● Exercise directions
List every line in the rows below that contains the word "pool". Case matters.

Excerpts from bounding box data:
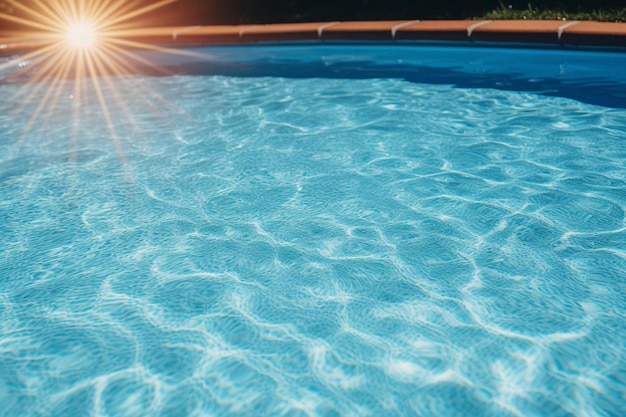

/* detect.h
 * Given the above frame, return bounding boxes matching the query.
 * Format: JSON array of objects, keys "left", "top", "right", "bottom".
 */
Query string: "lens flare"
[
  {"left": 0, "top": 0, "right": 210, "bottom": 166},
  {"left": 65, "top": 21, "right": 98, "bottom": 49}
]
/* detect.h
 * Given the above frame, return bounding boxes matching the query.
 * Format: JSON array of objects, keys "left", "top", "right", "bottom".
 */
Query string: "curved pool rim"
[{"left": 0, "top": 19, "right": 626, "bottom": 56}]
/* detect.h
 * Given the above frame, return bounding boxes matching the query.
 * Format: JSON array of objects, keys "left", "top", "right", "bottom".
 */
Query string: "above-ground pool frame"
[{"left": 0, "top": 20, "right": 626, "bottom": 54}]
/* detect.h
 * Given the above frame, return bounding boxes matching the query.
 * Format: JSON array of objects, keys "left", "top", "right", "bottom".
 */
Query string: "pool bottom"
[{"left": 0, "top": 60, "right": 626, "bottom": 416}]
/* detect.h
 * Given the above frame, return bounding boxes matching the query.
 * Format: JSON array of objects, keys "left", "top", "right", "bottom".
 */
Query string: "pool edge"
[{"left": 0, "top": 20, "right": 626, "bottom": 55}]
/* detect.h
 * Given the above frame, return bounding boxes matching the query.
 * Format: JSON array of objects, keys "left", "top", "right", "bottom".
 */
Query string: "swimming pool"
[{"left": 0, "top": 44, "right": 626, "bottom": 416}]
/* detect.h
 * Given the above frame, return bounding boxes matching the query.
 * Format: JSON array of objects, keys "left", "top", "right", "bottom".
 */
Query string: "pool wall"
[{"left": 0, "top": 20, "right": 626, "bottom": 54}]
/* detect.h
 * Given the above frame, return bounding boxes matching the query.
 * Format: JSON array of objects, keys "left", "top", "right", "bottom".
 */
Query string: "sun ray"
[
  {"left": 104, "top": 0, "right": 178, "bottom": 28},
  {"left": 7, "top": 0, "right": 63, "bottom": 29},
  {"left": 0, "top": 0, "right": 213, "bottom": 164}
]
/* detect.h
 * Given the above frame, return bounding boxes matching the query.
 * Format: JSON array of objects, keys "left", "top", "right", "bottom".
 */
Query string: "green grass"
[{"left": 476, "top": 3, "right": 626, "bottom": 22}]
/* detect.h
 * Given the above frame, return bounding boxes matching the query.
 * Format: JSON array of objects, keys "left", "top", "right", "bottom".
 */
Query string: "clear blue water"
[{"left": 0, "top": 45, "right": 626, "bottom": 416}]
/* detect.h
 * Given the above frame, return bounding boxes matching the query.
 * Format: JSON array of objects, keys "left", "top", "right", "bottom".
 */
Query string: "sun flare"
[
  {"left": 0, "top": 0, "right": 207, "bottom": 159},
  {"left": 65, "top": 21, "right": 98, "bottom": 49}
]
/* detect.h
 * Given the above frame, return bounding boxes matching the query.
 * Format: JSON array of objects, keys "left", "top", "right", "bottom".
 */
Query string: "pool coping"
[{"left": 0, "top": 20, "right": 626, "bottom": 55}]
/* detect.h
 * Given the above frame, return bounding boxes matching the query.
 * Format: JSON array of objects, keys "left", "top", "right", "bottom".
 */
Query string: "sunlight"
[
  {"left": 0, "top": 0, "right": 210, "bottom": 163},
  {"left": 65, "top": 21, "right": 98, "bottom": 49}
]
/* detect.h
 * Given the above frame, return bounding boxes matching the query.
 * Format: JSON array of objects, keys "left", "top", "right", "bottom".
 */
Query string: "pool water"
[{"left": 0, "top": 45, "right": 626, "bottom": 416}]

● Exercise output
Query string: "curved pool rim"
Query string: "above-ground pool frame"
Query string: "pool bottom"
Query string: "pool edge"
Query string: "swimming pool"
Query string: "pool wall"
Query string: "pool coping"
Query string: "pool water"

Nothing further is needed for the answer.